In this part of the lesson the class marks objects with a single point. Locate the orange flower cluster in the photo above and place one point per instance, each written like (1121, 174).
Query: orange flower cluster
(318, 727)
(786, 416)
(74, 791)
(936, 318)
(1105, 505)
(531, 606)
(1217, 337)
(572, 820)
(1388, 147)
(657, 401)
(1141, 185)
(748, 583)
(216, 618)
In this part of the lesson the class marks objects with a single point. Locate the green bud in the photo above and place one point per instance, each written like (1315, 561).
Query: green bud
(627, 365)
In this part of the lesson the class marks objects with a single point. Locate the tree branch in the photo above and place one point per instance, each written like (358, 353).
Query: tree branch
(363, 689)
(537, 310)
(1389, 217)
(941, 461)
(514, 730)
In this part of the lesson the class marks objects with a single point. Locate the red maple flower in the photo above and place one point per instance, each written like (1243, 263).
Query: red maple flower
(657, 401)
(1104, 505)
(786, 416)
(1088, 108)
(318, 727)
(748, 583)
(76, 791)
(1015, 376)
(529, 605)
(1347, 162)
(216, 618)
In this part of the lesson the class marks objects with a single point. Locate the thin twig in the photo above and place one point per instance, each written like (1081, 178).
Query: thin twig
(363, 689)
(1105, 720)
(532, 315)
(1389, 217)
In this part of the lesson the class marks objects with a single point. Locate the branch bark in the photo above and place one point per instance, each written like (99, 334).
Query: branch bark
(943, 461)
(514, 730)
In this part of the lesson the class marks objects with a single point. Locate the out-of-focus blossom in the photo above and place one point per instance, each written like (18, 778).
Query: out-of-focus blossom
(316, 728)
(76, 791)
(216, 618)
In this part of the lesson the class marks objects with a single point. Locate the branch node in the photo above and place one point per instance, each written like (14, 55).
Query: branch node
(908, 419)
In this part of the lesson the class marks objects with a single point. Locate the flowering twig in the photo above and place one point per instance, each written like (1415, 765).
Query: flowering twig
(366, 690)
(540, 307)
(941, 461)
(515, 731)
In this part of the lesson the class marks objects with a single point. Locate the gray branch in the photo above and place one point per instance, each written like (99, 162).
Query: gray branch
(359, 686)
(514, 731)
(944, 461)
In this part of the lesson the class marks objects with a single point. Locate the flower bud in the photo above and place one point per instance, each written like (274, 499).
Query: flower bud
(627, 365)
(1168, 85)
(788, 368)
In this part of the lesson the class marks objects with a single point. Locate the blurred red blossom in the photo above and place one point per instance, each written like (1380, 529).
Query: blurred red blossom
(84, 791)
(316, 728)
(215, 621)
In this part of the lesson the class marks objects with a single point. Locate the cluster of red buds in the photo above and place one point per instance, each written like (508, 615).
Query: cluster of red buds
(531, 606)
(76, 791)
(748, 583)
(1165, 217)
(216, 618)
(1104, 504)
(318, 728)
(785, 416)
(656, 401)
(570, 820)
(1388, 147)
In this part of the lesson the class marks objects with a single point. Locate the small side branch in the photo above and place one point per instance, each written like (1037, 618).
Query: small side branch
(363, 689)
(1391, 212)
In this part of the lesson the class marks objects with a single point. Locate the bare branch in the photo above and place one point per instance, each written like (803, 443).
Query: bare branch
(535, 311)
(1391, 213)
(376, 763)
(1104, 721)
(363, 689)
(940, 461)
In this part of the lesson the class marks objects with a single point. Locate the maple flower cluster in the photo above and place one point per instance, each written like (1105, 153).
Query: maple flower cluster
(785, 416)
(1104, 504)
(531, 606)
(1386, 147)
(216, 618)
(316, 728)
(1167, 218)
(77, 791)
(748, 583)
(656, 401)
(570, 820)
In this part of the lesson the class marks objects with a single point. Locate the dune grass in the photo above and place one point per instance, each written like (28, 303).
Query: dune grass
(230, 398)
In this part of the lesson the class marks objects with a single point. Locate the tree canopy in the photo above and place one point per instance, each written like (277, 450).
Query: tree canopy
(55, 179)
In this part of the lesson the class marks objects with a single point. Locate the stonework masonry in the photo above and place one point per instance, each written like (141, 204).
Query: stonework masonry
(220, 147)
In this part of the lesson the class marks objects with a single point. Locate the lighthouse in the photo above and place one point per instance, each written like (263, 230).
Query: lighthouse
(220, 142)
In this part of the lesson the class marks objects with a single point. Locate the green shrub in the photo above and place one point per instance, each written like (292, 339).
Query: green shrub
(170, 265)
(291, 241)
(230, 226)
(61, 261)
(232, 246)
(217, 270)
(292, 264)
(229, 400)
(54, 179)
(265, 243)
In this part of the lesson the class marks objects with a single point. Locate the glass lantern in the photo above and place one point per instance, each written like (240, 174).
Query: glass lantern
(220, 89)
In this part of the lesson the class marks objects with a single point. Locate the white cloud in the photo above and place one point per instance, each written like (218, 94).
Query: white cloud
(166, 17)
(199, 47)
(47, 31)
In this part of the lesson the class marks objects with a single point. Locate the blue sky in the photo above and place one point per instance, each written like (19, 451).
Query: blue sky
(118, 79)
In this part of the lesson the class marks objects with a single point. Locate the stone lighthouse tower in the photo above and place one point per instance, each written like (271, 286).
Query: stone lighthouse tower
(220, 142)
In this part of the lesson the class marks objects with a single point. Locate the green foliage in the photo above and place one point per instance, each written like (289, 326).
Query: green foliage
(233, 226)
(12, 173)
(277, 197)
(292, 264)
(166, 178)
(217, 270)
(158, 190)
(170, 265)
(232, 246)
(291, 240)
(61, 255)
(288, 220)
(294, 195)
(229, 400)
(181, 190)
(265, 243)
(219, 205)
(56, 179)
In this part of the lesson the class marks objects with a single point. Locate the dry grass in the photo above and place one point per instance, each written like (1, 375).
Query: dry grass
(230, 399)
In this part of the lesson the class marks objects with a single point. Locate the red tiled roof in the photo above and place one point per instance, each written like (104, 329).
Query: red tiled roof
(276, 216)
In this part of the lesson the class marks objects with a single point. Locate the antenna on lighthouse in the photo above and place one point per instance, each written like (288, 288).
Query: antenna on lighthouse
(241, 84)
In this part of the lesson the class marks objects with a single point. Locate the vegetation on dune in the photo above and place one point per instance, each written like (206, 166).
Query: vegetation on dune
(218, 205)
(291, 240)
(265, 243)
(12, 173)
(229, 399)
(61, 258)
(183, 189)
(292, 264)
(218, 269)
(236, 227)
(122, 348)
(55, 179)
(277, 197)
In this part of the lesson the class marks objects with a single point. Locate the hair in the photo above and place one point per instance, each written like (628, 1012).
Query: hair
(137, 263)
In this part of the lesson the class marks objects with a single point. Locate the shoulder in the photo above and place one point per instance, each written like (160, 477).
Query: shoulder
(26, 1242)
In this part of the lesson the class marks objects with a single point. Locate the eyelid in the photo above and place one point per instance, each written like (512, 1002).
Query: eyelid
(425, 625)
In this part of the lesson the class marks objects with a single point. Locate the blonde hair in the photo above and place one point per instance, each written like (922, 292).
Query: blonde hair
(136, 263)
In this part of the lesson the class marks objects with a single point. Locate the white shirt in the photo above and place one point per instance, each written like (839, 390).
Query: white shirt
####
Your task :: Every entry must be quoted exactly as it appears above.

Answer in full ::
In this part of the lesson the class marks objects with a single point. Locate the orange flower cluster in the photo above and place one point per instance, each written like (1121, 174).
Query: orange flower cluster
(318, 727)
(786, 416)
(74, 791)
(936, 318)
(1105, 505)
(531, 606)
(1217, 337)
(572, 820)
(1388, 147)
(657, 401)
(1141, 185)
(748, 583)
(216, 618)
In this part of the lesson the class marks objects with a single point. Locate the green bud in the photo above and place one point per instance, each written like (1315, 561).
Query: green bud
(627, 365)
In this part of the lesson the class marks objects with a single point. Locate the tree branch in the photo above and place one point per instance, each written like (358, 353).
Query: tree branch
(363, 689)
(537, 310)
(1389, 217)
(941, 461)
(514, 730)
In this part of the lesson the class marks objects with a single point. Locate the red maple flower in the photo above and place one point per instance, each written like (1243, 263).
Query: red maple flower
(657, 401)
(1104, 505)
(786, 416)
(1088, 108)
(318, 727)
(748, 583)
(76, 791)
(1015, 376)
(529, 605)
(1347, 162)
(216, 618)
In this part of the lesson the class marks objects with a single point. Locate the thin twig in the photo above and place one point per instance, each written like (1081, 178).
Query: thin twig
(363, 689)
(1105, 720)
(532, 315)
(1389, 217)
In this part of the lesson the class marks objects with a single point. Locate the branch bark in the photo above and place one point per instance, each written like (99, 334).
Query: branch bark
(943, 461)
(514, 730)
In this part of the lesson the class marks objects with a single point. Locate the out-of-focus blossom in the photo above and place one point per instance, each written like (18, 778).
Query: out-of-focus blossom
(316, 728)
(76, 791)
(216, 618)
In this part of the lesson the class marks objects with a single point. Locate the branch node in the photo above and place one point per instance, each written like (14, 55).
Query: branch node
(908, 419)
In this part of the lesson the class marks objects with a single point. Locate the flowering twig in the photo above and place one point per instance, each written like (1415, 765).
Query: flowering twig
(366, 690)
(540, 307)
(941, 461)
(515, 731)
In this part of the lesson the class marks objects with a single point. Locate the gray branch in the photo above and place one point per instance, each written like (99, 162).
Query: gray branch
(359, 686)
(514, 731)
(944, 461)
In this part of the lesson the class marks objects with a single point. Locate the flower bud in the photo above and place one point per instance, each written like (274, 499).
Query: flower bud
(627, 365)
(1168, 85)
(788, 368)
In this part of the lesson the class marks objects with a single point. Locate the blurred red blossom in the photo above and place one point per instance, each written like (1380, 529).
Query: blurred red blossom
(84, 791)
(316, 728)
(215, 621)
In this part of the lesson the class marks objects with a single point. Locate the cluster of red buds in the photo above and place one point per instance, each written like (508, 615).
Query: cluster of red buds
(531, 606)
(76, 791)
(748, 583)
(1165, 217)
(216, 618)
(1104, 504)
(318, 728)
(785, 416)
(656, 401)
(570, 820)
(1388, 147)
In this part of the lesson the class marks objects with a single point. Locate the small side branch in the photo above and place one point per instance, each written like (1037, 618).
Query: small side branch
(363, 689)
(1391, 212)
In this part of the lesson the class marks objects with a single point. Locate the bare branch in the photo above and place one point per instance, each written like (803, 443).
Query: bare branch
(535, 311)
(1391, 213)
(376, 763)
(1104, 721)
(363, 689)
(940, 461)
In this part of the lesson the class marks objects with a single point. Locate the maple flower cluster in the photo above and place one point per instance, each written like (1105, 153).
Query: maple flower cluster
(785, 416)
(1104, 504)
(531, 606)
(1386, 147)
(216, 618)
(316, 728)
(1167, 218)
(77, 791)
(748, 583)
(656, 401)
(570, 820)
In this part of the lesson the class marks objects with a single point. Locate the dune grass in the photo above and place one point per instance, each written like (28, 303).
Query: dune grass
(230, 398)
In this part of the lesson the class marks objects with a single point. Locate the tree canopy in the photo above and place one point per instance, each written like (277, 450).
Query: tree canopy
(55, 179)
In this part of the lesson the class marks objects with a single point. Locate the stonework masonry in the photo above and place one point per instance, each written like (141, 204).
Query: stonework masonry
(220, 147)
In this part of the lesson the class marks objects with a single point. Locate the lighthouse in the photo above and place one point per instance, each written like (263, 230).
Query: lighthouse
(220, 142)
In this part of the lesson the class marks objects with a single point. Locate the green shrub in the photo above and place one point per instance, each written like (292, 339).
Query: green shrub
(170, 265)
(291, 241)
(230, 226)
(61, 261)
(232, 246)
(217, 270)
(292, 264)
(229, 400)
(54, 179)
(265, 243)
In this part of the lesson the class marks objects with a single point. Locate the glass lantern in the photo above and place one point per instance, each written like (240, 174).
Query: glass lantern
(220, 89)
In this part of the lesson the class marks objects with a single point. Locate the white cloud in the photo above and place one point per instance, each written like (218, 94).
Query: white cloud
(166, 17)
(199, 47)
(47, 31)
In this part of the lesson the class marks objects with a single point. Locate the blue sky in the photo above and place one point per instance, each written like (19, 451).
Query: blue sky
(118, 79)
In this part of the lesson the class marks objects with a single point. Locate the stone lighthouse tower in the photo above and place one point per instance, each written like (271, 286).
Query: stone lighthouse tower
(220, 142)
In this part of the lesson the class marks objects with a single point. Locate the green foliage in the photo above and place one point per instance, each written like (289, 326).
Query: green foliage
(233, 226)
(12, 173)
(277, 197)
(292, 264)
(166, 178)
(217, 270)
(158, 190)
(170, 265)
(232, 246)
(291, 240)
(61, 255)
(288, 220)
(294, 195)
(229, 400)
(181, 190)
(265, 243)
(219, 205)
(56, 179)
In this part of the lesson the class marks objects with a single point. Locate the dry grass in the photo above and place one point per instance, each written like (1, 375).
Query: dry grass
(230, 399)
In this part of the lesson the class marks objects with a single point. Locate the red tiled roof in the photo above and place one point per instance, each written like (104, 329).
Query: red tiled roof
(276, 216)
In this part of the lesson the class marks objects with a single point. Locate the antenna on lighthouse in the photo above and place one point per instance, each written like (288, 288).
Query: antenna on lighthouse
(241, 84)
In this part of the lesson the class marks objects with a single point. Locate the vegetation on dune in the photo above and place one point per instance, each written like (206, 166).
Query: vegetation on dune
(218, 205)
(291, 240)
(265, 243)
(12, 173)
(229, 399)
(61, 258)
(183, 189)
(292, 264)
(218, 269)
(236, 227)
(122, 348)
(55, 179)
(277, 197)
In this part of the lesson the class marks objects with a single point. Locate the hair in the photo above and place one point per instance, each written like (628, 1012).
Query: hair
(137, 263)
In this part of the lesson the class marks objects with a single point. Locate the shoulder in the photo above and place one point per instance, each written like (160, 477).
Query: shoulder
(26, 1242)
In this part of the lesson the class marks objects with a single point. Locate the eyelid in the photo above and place one point per instance, each written like (512, 1002).
Query: eyelid
(425, 625)
In this part of the lesson the class marks objects with a single point. Locate the blonde hair in the photo above and place one point per instance, each written like (922, 292).
Query: blonde hair
(136, 263)
In this part of the lesson the class marks objects with a single point. Locate the white shirt in the photo above and place one point per instance, each written like (839, 390).
Query: white shirt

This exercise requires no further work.